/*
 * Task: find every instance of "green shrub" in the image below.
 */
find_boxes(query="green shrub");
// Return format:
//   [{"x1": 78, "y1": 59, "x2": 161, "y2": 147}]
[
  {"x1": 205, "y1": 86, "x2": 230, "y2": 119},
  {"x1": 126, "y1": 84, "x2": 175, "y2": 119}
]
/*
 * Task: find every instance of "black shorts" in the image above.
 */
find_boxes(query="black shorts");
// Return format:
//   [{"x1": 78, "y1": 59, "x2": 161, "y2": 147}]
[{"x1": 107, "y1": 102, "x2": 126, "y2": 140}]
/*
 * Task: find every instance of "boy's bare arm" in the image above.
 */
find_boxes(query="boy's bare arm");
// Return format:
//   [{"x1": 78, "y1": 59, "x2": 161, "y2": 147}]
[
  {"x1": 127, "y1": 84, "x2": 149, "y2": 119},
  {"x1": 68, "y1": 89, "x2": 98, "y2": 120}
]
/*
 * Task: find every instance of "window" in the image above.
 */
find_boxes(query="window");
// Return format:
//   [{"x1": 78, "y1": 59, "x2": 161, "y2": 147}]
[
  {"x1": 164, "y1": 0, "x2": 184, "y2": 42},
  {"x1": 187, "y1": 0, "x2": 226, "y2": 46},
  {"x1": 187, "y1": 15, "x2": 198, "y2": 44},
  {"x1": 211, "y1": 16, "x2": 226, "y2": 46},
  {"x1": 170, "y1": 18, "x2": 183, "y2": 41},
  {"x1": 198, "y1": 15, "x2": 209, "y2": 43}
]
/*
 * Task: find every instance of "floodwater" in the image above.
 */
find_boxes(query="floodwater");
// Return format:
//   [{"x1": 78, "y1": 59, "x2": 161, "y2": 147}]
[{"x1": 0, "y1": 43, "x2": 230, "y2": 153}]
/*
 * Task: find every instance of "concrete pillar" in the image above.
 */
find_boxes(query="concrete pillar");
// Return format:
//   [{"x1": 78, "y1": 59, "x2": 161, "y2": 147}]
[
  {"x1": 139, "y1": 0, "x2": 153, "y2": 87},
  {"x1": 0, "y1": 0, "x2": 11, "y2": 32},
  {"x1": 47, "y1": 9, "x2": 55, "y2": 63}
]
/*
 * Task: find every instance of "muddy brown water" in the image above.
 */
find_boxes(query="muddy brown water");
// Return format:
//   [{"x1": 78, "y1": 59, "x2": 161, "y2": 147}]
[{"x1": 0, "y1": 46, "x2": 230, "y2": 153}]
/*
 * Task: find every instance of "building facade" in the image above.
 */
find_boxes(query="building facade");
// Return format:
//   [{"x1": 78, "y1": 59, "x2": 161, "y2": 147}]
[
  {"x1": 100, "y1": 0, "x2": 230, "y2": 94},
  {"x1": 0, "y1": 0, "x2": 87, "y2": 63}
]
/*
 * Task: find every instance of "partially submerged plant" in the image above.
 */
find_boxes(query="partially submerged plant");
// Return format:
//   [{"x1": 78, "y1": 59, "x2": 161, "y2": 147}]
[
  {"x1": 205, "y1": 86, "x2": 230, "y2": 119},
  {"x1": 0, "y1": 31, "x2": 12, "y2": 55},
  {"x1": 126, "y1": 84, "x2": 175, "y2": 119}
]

• **SET TASK**
Which lines in the material above contain the word "facade"? Copy each of them in full.

• **EXERCISE OUTPUT**
 * Task: find every instance of "building facade" in the image above.
find_boxes(query="building facade");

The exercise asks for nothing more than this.